[Records provided]

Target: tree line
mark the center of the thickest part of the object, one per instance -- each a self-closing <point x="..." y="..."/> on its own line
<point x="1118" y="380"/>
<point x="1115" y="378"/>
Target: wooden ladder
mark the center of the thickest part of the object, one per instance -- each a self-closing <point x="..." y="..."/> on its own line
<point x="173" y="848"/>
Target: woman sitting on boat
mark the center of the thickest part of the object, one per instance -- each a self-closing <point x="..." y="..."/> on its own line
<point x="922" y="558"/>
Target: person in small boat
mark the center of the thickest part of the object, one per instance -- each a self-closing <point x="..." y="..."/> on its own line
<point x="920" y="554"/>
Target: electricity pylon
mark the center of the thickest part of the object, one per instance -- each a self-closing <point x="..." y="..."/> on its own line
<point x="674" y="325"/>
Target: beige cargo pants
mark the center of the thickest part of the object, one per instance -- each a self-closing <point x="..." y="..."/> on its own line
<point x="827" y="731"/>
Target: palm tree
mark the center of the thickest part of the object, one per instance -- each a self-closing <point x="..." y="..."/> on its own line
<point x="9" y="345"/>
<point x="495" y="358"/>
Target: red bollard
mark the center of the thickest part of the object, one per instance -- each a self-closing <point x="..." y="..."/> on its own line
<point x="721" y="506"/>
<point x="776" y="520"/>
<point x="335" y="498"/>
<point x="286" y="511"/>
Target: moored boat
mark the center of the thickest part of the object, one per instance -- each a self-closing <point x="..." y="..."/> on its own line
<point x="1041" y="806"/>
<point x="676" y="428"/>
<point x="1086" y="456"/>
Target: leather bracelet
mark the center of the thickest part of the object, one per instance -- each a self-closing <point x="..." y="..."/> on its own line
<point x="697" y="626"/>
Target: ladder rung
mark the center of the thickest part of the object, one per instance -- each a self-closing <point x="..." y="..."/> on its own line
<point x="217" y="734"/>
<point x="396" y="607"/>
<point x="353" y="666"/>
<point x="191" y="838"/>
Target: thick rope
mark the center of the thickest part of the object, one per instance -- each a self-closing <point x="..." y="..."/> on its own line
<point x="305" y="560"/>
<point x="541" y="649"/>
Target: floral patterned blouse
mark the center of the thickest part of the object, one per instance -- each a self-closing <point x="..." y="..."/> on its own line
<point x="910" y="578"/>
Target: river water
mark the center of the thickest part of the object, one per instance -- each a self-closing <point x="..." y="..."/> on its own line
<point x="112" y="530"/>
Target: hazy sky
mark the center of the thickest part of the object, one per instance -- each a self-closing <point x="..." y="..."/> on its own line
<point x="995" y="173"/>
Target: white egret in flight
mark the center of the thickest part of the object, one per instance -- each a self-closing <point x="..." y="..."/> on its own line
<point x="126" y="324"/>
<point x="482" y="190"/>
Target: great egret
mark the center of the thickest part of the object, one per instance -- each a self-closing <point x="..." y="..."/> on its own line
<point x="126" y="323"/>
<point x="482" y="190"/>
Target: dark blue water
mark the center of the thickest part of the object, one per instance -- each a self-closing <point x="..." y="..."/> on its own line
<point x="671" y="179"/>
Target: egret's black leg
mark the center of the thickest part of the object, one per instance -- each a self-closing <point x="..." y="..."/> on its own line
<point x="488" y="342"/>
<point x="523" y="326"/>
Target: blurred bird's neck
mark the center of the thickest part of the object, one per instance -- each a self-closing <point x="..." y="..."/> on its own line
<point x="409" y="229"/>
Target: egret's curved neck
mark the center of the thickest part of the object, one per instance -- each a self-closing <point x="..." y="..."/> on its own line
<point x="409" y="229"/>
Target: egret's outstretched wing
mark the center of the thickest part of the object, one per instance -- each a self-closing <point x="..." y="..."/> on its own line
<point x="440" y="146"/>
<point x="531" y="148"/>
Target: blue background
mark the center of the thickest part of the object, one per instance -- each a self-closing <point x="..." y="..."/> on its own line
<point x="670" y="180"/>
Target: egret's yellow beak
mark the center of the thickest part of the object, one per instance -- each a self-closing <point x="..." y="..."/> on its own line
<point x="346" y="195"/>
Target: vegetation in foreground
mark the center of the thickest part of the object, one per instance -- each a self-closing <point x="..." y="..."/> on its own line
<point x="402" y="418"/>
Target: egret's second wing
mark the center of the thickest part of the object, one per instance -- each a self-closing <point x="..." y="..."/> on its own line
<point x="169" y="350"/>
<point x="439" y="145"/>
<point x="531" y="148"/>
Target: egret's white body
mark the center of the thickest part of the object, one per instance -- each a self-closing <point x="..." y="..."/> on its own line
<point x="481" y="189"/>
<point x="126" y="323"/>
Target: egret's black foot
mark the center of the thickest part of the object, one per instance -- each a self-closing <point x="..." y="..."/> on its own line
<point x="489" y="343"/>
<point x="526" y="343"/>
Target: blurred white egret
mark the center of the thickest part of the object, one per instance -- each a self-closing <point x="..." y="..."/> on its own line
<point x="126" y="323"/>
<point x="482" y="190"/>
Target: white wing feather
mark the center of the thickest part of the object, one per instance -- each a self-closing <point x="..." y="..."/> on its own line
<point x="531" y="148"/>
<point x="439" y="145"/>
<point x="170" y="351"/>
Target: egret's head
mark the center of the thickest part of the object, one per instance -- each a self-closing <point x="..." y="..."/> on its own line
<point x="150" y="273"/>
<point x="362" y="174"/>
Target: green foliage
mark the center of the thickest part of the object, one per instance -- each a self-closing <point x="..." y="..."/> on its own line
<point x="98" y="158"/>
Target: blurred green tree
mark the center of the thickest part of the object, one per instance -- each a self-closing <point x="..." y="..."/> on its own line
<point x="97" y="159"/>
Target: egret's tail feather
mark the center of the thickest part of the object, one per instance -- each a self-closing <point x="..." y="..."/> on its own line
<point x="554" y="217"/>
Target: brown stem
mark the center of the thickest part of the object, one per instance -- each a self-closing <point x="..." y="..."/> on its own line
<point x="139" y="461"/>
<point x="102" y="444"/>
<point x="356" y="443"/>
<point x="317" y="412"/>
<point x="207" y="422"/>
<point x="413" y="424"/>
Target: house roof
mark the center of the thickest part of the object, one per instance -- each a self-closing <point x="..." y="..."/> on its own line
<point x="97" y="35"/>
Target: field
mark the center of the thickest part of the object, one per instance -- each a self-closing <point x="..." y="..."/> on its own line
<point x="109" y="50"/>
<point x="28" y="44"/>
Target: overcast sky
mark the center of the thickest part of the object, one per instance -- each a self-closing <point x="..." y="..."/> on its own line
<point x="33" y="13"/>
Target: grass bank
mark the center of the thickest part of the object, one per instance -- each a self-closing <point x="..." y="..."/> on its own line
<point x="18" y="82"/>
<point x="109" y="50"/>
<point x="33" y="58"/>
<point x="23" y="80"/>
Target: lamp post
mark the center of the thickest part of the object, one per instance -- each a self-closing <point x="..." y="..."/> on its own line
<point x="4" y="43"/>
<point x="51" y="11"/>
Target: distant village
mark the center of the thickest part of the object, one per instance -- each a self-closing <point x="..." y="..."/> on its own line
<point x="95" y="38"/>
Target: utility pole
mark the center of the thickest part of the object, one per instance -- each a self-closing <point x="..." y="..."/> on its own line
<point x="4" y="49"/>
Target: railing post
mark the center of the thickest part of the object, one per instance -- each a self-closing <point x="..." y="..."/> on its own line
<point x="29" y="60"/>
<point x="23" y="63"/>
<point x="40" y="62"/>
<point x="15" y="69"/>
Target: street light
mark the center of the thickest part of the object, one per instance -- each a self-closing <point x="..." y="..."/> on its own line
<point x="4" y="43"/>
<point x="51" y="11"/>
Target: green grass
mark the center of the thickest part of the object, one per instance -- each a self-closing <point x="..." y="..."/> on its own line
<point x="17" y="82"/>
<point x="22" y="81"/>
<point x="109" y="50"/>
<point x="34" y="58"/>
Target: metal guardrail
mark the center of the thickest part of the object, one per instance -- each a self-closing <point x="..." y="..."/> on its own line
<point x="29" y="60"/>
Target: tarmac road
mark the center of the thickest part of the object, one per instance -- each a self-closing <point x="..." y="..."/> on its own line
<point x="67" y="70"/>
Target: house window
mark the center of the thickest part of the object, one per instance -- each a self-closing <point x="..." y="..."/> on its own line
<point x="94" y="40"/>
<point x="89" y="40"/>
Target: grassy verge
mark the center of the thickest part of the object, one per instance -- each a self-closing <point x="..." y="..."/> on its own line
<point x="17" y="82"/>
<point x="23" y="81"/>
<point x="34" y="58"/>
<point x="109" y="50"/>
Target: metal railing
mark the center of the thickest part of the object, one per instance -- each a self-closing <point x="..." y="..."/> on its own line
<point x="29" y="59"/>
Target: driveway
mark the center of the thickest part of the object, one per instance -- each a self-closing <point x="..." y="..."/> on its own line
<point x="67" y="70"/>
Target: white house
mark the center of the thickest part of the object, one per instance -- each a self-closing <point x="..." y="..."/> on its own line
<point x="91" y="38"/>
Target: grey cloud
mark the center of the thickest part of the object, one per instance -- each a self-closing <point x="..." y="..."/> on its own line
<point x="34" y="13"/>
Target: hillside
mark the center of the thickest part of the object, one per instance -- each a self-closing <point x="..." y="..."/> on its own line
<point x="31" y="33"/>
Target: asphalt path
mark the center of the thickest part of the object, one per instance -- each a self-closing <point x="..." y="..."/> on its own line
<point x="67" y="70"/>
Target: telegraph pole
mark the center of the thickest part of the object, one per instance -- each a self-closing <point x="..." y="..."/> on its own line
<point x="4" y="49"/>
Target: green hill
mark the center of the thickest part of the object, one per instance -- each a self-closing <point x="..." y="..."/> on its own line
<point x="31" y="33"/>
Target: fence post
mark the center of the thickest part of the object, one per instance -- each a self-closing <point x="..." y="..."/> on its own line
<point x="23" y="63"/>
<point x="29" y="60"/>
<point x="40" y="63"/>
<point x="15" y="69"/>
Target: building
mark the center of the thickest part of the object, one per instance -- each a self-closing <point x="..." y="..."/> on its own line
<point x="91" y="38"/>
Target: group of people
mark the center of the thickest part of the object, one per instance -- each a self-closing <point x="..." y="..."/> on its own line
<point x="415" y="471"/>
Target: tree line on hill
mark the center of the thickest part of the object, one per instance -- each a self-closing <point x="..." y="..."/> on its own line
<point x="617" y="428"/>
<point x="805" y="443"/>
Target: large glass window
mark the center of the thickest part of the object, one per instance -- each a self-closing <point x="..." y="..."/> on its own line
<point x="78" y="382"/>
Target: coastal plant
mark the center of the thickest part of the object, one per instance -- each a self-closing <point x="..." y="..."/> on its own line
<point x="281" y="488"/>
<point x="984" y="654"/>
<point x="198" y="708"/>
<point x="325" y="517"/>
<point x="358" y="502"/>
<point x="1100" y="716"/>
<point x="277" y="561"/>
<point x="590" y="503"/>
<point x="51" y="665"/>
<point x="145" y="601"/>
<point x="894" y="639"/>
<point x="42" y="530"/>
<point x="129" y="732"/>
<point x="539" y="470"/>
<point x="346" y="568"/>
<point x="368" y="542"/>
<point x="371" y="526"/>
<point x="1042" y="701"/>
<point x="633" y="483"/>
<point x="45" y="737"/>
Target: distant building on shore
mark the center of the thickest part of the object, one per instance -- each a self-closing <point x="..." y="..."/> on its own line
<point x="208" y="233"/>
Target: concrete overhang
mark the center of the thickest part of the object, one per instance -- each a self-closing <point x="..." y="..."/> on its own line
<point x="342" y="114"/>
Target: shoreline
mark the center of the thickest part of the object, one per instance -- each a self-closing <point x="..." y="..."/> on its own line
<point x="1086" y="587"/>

[/Records provided]

### [What you should do]
Starting with the line with "Target: wooden ladder" above and going on through the line with "Target: moored boat", transcribe every line exactly, both ends included, and add nothing.

### [Task solution]
Target: wooden ladder
mark the center of the thickest part of the object, one per instance -- each a self-closing <point x="..." y="..."/> on its own line
<point x="173" y="848"/>
Target: woman sitting on boat
mark the center of the thickest part of the object, one per instance -- each a self-closing <point x="..." y="..."/> on its own line
<point x="922" y="558"/>
Target: person in small boat
mark the center of the thickest part of the object, one per instance -- each a self-closing <point x="..." y="..."/> on its own line
<point x="920" y="554"/>
Target: electricity pylon
mark the center of the thickest part of the object, one per instance -- each a self-closing <point x="..." y="..."/> on its own line
<point x="674" y="325"/>
Target: beige cargo pants
mark the center of the thickest part of the object, one per instance -- each a self-closing <point x="..." y="..."/> on its own line
<point x="827" y="731"/>
Target: palm tree
mark the center of the thickest part of the object, one per instance -- each a self-closing <point x="..." y="..."/> on its own line
<point x="9" y="345"/>
<point x="495" y="358"/>
Target: red bollard
mark the center of the thickest part of the object, one per instance -- each a self-closing <point x="..." y="..."/> on its own line
<point x="721" y="506"/>
<point x="776" y="520"/>
<point x="335" y="498"/>
<point x="286" y="511"/>
Target: moored boat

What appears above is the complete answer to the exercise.